### Requirement
How many lines in the data below contain the word "scene"? Reply with the number alone.

### Records excerpted from a collection
......

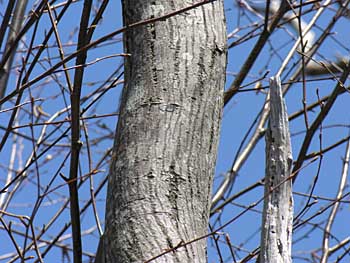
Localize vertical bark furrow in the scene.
[104,0,226,263]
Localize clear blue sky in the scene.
[0,0,350,263]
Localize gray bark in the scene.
[101,0,226,263]
[260,77,293,263]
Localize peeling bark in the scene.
[260,77,293,263]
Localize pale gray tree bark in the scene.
[259,77,293,263]
[100,0,226,263]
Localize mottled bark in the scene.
[260,77,293,263]
[104,0,226,263]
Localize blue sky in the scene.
[0,0,350,262]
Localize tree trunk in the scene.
[259,76,293,263]
[104,0,226,263]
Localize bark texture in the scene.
[260,77,293,263]
[104,0,226,263]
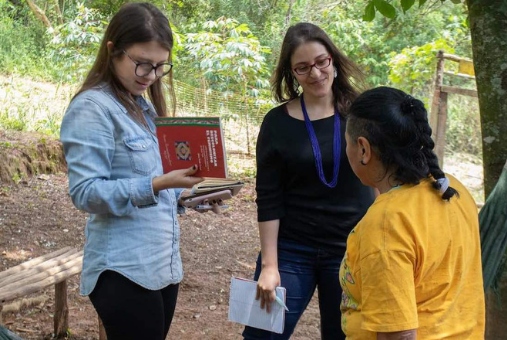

......

### Task result
9